## Set exercise
Retype all of the data exactly as given.

--- start ---

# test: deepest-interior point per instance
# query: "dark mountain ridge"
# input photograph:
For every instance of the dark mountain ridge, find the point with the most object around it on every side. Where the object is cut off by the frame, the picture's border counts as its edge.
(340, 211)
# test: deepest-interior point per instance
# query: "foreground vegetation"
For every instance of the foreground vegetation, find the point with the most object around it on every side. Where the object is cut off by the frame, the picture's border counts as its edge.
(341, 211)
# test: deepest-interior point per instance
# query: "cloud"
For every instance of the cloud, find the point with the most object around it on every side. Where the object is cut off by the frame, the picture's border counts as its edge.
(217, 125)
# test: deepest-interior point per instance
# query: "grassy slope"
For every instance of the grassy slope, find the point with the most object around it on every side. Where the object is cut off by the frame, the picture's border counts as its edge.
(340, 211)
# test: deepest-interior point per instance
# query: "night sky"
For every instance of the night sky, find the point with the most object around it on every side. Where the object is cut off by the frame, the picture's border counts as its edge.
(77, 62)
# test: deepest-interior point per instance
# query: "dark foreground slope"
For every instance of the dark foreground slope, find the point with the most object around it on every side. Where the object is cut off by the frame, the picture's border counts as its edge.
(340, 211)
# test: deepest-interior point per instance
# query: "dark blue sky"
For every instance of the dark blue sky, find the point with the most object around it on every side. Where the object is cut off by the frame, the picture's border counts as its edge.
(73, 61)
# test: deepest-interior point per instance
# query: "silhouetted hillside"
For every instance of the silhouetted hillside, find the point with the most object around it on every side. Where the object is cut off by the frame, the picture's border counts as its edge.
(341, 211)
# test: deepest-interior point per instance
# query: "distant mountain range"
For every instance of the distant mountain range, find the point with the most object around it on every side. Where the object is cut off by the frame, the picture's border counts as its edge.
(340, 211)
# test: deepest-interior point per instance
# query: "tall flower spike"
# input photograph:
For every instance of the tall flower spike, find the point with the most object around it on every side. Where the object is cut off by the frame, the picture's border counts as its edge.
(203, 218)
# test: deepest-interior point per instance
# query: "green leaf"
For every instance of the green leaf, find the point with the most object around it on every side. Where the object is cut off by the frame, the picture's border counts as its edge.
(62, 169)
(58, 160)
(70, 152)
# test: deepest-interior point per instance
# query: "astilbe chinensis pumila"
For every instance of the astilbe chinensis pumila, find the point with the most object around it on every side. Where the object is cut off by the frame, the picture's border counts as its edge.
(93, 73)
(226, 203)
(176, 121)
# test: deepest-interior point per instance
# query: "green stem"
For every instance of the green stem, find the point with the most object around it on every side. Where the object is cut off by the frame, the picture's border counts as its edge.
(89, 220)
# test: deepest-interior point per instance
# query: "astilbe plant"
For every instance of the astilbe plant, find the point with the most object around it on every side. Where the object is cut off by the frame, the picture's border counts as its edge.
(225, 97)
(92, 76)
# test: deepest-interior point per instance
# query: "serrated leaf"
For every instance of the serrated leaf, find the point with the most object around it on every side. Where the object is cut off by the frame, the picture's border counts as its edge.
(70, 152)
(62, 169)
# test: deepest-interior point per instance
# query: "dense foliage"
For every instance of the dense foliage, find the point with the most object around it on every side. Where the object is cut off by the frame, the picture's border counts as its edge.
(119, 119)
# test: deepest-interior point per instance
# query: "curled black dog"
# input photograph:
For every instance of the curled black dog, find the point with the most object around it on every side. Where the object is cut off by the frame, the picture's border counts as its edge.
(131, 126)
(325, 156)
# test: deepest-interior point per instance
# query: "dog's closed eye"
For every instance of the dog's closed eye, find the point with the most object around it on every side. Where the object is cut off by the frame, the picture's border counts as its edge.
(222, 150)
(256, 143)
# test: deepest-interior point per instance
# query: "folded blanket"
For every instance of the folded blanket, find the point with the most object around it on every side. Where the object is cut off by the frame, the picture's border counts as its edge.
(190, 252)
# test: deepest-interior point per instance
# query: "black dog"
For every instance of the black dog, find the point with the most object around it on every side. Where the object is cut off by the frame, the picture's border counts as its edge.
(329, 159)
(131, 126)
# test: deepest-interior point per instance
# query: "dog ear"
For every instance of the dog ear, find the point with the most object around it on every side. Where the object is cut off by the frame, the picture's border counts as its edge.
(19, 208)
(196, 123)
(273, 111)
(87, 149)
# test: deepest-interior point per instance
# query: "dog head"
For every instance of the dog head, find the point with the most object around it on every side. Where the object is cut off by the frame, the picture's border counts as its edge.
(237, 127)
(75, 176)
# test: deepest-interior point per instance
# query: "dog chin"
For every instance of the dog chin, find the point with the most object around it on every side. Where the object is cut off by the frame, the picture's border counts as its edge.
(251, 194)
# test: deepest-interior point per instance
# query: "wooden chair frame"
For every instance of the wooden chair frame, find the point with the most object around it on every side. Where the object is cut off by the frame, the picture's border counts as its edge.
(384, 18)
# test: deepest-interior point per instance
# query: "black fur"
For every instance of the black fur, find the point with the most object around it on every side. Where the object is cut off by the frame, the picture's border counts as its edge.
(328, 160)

--- end ---

## Solved exercise
# test: deepest-interior point per instance
# query: "dark mountain ridge"
# input photograph:
For every instance of the dark mountain ridge, find the point with the most object around it on every side. Where the object is cut off by the frame, the picture's border counts as its edge.
(340, 211)
# test: deepest-interior point per instance
# query: "foreground vegetation"
For every instance of the foreground vegetation, find the point with the most object around it on every side. Where the object is cut off by the frame, the picture's border counts as its edge.
(341, 211)
# test: deepest-interior point per instance
# query: "cloud"
For every instance of the cloud, find the point with the most object around it on every side. Where the object is cut off by the frame, the picture's border counts as its edge.
(217, 125)
# test: deepest-interior point per instance
# query: "grassy slope"
For every instance of the grassy slope, find the point with the most object around it on every side. Where the object is cut off by the frame, the picture's border counts as its edge.
(340, 211)
# test: deepest-interior point per instance
# query: "night sky"
For every instance of the night sky, find the point with the most object around it on every side. Where the object is cut off by the frame, the picture's border counts as its edge.
(77, 62)
# test: deepest-interior point per instance
# query: "dark foreground slope"
For every instance of the dark foreground slope, find the point with the most object around it on every side. Where the object is cut off by the frame, the picture's border counts as its edge.
(340, 211)
# test: deepest-interior point per instance
# query: "dark blue sky"
For every instance of the dark blue sky, find the point with the most object around it on every side. Where the object is cut off by the frame, the picture's border counts as its edge.
(73, 61)
# test: deepest-interior point per instance
# query: "silhouetted hillside"
For every instance of the silhouetted hillside, find the point with the most object around it on every side. Where the object is cut off by the frame, the picture's border counts as its edge.
(341, 211)
# test: deepest-interior point per instance
# query: "distant mountain range"
For every instance of the distant mountain range, find the point with the most object around it on every side. Where the object is cut off by the frame, the picture's border counts as its edge.
(340, 211)
# test: deepest-interior point per instance
# query: "tall flower spike"
# input photograph:
For every instance of the tall flower spike, find the point with the most object around it on every side. Where the object is cut off by the frame, the picture's border counts as its edge.
(203, 218)
# test: deepest-interior point per instance
# query: "green leaf"
For every instance of the green leaf, find the point with the most object around it on every side. Where the object is cut off by the frame, the picture's border counts as its edge.
(62, 169)
(58, 160)
(70, 152)
# test: deepest-interior point per instance
# query: "astilbe chinensis pumila"
For every instance of the astilbe chinensis pumila, find the point with the most object around it on every side. Where the object is cut off by the frame, the picture's border counts as its edge.
(93, 73)
(226, 203)
(176, 121)
# test: deepest-interior point per instance
# query: "green stem"
For every instance of the green stem, find the point with the most object around it on every side. Where the object is cut off by the frame, the picture's border counts as its edge.
(89, 220)
# test: deepest-interior point per instance
# query: "astilbe plant"
For every instance of the astilbe plant, find the point with the most object around it on every side. Where the object is cut off by the frame, the picture's border counts as its edge.
(225, 97)
(92, 76)
# test: deepest-interior point per instance
# query: "serrated leaf"
For every instance of the serrated leaf, find the point with the most object around it on every side. Where the object is cut off by the frame, the picture's border counts as its edge.
(70, 152)
(62, 169)
# test: deepest-interior point per instance
# query: "dense foliage"
For every instance of the dense foliage, find the point with the most object around it on every side. Where the object is cut off by the frame, the picture's border counts as its edge.
(119, 119)
# test: deepest-interior point per instance
# query: "curled black dog"
# input photograph:
For every instance of the curled black dog, find the point with the most object around it on every side. Where the object is cut off by the frame, the picture's border counts as its edge.
(131, 126)
(325, 156)
# test: deepest-interior point per instance
# query: "dog's closed eye"
For every instance of the dog's closed eye, find the point with the most object around it on every side. Where the object is cut off by the frame, the picture's border counts as its edge.
(222, 150)
(256, 143)
# test: deepest-interior point per instance
# query: "folded blanket"
For every instance of the folded blanket, find the point with the most object around it on every side. Where the object is cut off by the frame, the picture's border counts as its edge.
(190, 252)
# test: deepest-interior point per instance
# query: "black dog"
For every instance of the black dog, find the point with the most object around it on every side. Where the object is cut off by the frame, the picture's border counts as its edge.
(329, 159)
(131, 126)
# test: deepest-interior point per instance
# query: "dog ear"
For every instance of the dog ear, find the point with the most object around it on every side. Where the object is cut off by the frame, the picture's border counts as its edge.
(19, 208)
(196, 123)
(273, 111)
(87, 149)
# test: deepest-interior point per instance
# query: "dog head"
For every instance of the dog head, find the point with the most object around it on every side. Where the object is cut off by the frame, the picture's border counts as its edge.
(237, 127)
(75, 176)
# test: deepest-interior point per instance
# query: "dog chin"
For every instance of the dog chin, find the point with the most object around it on every side. Where the object is cut off by the frame, the picture's border counts as its edge.
(251, 194)
# test: deepest-interior point per instance
# query: "wooden chair frame"
For every instance of the wooden chair frame, find the point with the most object around it on every side. Where the object is cut off by the frame, the picture's border counts as its edge.
(384, 18)
# test: deepest-interior point per instance
# query: "black fur"
For every instance of the black fur, find the point with the most object around it on every side. Where the object is cut off by the frame, the picture's border counts as its edge.
(328, 160)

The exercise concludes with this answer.